• Page extract

Mildred McKinley Abele papers, 1912-1948
Collection Scope and Content
This collection includes personal correspondence, examination notes from nursing school, earlier education materials, graduation certificates as well as a diary, bank book and CD of scanned images. The correspondence begins in her first year as a probationary nursing student (1927) at Cary Memorial Hospital in Caribou, Maine. The bulk of McKinley’s correspondence are written to her mother and sister in New Brunswick. These letters follow her educational experiences and chronicle her search for work in depression era America. The letters give insight into the life of a nurse working during the first half of the 20th century.
Biographical/Historical Note
Mildred Frances McKinley was born in the Miramichi River hamlet of Upper Nelson, New Brunswick on May 4, 1903, the next-to-youngest child of Harriet McGinnis McKinley and Charles McKinley. She studied at a one-room schoolhouse through the eighth grade. Because of the remoteness of her home and the poverty of her family, she was unable to attend high school because there was no money for a boarding house or for clothing. At the age of twenty-four, McKinley applied to Nursing School at the Cary Memorial Hospital in Caribou, Maine. Upon graduation, she worked in Maine, but yearned for the big city life.

Entries taken from a collection:
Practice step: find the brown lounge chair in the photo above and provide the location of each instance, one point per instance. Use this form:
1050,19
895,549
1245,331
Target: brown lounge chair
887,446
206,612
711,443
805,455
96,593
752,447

• Tasks
**A.** According to the collection description, in what year did McKinley begin as a probationary nursing student?
**B.** List every type of material that the collection description's first sentence under "Collection Scope and Content" names as part of the collection.
**C.** Pick up the collection description after its final sentence, "Upon graduation, she worked in Maine, but yearned for the big city life."
The items stand apart from the collection description and are separate material.

• Exercise results
**A.** 1927

**B.**
- personal correspondence
- examination notes from nursing school
- earlier education materials
- graduation certificates
- a diary
- a bank book
- a CD of scanned images

**C.**
On October 8, 1931, she “left for New York with Lundgren on sudden impulse,” but by December 1932 she was back in Caribou again, as work was scarce in New York. By November, 1933, however, she had returned to New York, and she remained there, doing both private-duty and hospital nursing. In December 1940, she married Charles Louis Abele, a hospital orderly, at the Little Church around the Corner in Manhattan. They lived in the Bronx and had three daughters, Joanne Margaret (1942), Jeanne Enid (1943), and Hollis Alexandra (1947). Mildred’s sister, Martha Kelley, came to live with the family and care for the children. In 1954, Mildred bought a house in Peekskill, New York, then, in 1962 moved to an apartment in Yonkers, New York. Charles died in 1965, and Mildred, having made sure that her daughters had all the education they would agree to, continued to work as a nurse in New York City until her death in 1968.